Task goal: From the records that follow, copy every line in which "floor" appears.

****************************************

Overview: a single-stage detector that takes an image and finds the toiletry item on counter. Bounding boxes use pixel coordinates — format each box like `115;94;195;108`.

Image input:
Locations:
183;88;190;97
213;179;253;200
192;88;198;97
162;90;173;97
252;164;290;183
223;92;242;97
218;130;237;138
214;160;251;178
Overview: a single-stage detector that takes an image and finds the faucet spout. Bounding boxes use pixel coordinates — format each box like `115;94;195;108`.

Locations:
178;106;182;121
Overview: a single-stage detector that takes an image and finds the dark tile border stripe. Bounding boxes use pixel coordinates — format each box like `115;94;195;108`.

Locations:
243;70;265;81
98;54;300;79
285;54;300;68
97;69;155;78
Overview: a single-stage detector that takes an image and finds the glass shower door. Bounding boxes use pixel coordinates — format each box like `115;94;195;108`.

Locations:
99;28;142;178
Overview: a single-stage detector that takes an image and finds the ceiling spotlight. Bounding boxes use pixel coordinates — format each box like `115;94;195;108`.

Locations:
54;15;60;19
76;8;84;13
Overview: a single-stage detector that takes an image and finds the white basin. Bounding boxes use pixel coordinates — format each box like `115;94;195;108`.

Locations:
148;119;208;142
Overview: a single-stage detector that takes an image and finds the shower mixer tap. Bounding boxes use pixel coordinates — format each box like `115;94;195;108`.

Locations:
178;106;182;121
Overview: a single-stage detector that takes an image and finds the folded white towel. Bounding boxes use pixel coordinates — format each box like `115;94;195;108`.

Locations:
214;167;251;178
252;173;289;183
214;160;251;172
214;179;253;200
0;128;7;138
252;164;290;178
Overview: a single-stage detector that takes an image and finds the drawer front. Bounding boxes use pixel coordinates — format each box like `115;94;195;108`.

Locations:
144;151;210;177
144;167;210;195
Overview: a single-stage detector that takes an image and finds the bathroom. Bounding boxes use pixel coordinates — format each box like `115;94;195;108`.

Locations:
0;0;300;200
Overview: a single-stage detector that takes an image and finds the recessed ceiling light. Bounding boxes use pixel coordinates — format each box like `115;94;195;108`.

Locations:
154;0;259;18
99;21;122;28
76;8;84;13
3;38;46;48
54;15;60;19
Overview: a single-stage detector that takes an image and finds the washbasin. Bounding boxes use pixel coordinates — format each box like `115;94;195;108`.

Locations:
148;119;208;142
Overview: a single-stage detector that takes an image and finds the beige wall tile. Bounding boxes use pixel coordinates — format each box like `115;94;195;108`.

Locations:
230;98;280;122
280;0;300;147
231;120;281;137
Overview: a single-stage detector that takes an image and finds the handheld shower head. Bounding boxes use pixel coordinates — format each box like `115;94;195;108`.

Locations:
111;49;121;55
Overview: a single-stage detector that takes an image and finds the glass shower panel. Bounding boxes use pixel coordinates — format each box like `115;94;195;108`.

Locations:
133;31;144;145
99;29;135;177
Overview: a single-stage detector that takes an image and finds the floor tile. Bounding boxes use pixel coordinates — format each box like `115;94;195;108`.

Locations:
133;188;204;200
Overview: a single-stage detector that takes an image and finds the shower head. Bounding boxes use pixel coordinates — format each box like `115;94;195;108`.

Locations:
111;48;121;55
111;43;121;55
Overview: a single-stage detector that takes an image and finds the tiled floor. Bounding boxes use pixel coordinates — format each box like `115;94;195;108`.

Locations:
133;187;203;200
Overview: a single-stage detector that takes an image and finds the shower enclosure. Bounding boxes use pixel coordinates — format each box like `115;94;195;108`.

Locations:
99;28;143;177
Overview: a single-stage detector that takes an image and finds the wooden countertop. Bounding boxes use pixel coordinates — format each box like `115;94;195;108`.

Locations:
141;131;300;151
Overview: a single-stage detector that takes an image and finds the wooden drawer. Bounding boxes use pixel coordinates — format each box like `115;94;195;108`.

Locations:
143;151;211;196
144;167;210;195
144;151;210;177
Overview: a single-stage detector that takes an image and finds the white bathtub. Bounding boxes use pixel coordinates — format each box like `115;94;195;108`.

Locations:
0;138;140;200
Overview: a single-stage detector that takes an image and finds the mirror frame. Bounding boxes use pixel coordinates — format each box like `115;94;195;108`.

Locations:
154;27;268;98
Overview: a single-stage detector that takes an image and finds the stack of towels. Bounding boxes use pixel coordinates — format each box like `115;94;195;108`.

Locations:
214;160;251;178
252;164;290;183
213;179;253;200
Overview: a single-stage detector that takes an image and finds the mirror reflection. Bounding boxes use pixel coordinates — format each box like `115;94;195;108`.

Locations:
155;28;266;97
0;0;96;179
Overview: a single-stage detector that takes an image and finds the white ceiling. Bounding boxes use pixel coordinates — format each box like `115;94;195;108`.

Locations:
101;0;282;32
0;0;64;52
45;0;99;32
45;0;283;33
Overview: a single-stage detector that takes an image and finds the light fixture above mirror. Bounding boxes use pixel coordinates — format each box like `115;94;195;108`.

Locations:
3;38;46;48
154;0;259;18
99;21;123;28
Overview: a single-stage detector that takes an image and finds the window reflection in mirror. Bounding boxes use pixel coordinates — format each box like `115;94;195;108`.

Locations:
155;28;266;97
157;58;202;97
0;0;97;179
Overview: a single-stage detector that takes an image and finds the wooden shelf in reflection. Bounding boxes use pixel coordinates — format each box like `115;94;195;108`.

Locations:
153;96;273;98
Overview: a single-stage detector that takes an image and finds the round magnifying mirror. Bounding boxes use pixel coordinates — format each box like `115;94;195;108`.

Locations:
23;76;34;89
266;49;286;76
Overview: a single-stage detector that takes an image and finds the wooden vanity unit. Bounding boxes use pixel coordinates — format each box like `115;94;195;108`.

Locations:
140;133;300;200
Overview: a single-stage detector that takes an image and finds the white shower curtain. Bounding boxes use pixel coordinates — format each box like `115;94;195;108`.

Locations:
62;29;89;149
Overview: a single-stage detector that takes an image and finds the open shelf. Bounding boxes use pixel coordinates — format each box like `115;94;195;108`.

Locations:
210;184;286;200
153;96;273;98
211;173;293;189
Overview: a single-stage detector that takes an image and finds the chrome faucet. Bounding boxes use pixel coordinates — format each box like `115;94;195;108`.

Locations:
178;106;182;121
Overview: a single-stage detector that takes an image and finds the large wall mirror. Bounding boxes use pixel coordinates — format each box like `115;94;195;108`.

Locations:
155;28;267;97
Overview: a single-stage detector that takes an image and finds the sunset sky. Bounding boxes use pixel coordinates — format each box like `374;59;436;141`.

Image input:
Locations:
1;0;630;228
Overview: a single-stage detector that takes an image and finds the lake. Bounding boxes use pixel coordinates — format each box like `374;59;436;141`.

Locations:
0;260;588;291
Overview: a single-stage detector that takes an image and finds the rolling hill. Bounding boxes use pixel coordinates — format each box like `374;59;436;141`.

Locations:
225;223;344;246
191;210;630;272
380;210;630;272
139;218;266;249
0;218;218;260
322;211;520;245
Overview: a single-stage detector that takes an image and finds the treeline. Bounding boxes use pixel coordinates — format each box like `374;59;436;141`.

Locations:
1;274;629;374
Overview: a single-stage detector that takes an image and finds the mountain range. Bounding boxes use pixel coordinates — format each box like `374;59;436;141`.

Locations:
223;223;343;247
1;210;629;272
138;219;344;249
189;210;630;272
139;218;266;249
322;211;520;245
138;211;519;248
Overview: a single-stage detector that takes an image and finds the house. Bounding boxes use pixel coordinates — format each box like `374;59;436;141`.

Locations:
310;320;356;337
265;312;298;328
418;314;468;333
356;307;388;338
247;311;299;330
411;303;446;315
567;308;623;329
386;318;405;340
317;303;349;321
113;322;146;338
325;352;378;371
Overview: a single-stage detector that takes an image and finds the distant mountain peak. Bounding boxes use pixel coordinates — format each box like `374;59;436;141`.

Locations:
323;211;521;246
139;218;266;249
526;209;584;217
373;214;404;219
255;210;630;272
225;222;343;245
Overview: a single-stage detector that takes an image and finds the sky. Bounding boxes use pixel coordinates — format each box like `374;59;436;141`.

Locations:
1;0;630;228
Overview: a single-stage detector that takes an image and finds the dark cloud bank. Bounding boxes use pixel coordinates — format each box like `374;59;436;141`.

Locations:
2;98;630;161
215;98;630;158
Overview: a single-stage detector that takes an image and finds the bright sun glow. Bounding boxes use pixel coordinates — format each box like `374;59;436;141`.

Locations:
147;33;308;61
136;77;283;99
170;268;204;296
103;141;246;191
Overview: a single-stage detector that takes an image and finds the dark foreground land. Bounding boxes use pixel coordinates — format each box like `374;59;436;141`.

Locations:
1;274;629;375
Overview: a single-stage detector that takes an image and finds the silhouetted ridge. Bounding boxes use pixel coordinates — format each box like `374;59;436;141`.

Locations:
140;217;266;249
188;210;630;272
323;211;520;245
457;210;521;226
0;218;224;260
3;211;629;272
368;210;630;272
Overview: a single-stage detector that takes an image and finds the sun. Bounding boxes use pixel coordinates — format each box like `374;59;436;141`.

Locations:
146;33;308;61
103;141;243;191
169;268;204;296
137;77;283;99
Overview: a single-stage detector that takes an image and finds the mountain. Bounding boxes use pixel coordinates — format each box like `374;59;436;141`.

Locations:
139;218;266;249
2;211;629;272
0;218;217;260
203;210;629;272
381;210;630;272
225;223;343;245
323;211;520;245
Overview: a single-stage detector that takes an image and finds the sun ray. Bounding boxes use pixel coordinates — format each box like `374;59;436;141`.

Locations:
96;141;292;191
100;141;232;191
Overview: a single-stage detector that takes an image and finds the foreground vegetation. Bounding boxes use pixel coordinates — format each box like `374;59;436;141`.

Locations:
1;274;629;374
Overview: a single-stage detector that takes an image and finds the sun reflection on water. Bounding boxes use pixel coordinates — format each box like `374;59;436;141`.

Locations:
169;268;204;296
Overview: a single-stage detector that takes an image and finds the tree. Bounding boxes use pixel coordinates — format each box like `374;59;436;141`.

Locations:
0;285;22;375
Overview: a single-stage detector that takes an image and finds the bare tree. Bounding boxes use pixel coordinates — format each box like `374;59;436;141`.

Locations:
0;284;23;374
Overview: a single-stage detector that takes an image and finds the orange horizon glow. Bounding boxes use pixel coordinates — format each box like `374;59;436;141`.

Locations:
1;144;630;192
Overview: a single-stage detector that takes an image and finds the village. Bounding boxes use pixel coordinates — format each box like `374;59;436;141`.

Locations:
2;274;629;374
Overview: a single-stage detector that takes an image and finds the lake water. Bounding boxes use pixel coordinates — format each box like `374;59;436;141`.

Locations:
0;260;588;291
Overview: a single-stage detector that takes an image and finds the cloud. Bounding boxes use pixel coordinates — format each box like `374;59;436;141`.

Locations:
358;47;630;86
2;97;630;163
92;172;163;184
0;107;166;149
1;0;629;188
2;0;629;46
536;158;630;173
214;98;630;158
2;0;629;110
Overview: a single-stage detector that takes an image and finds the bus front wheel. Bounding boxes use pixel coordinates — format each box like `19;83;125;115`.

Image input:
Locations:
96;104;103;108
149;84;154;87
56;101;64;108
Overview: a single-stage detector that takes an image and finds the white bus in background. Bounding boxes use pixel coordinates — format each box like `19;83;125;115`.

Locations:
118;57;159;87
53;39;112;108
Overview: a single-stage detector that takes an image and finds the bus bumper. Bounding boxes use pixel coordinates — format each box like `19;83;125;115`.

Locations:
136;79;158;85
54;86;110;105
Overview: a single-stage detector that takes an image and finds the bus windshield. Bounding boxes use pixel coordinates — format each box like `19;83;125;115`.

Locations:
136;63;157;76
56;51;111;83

****************************************

Response to this exercise:
Overview: a single-stage detector that takes an image and finds the floor tile. Bounding boxes use pixel coordinates — format each box like `115;94;195;108`.
Overview: a single-stage detector that takes an image and finds the tiled floor. Bounding boxes use pixel coordinates — format each box like `115;94;195;108`.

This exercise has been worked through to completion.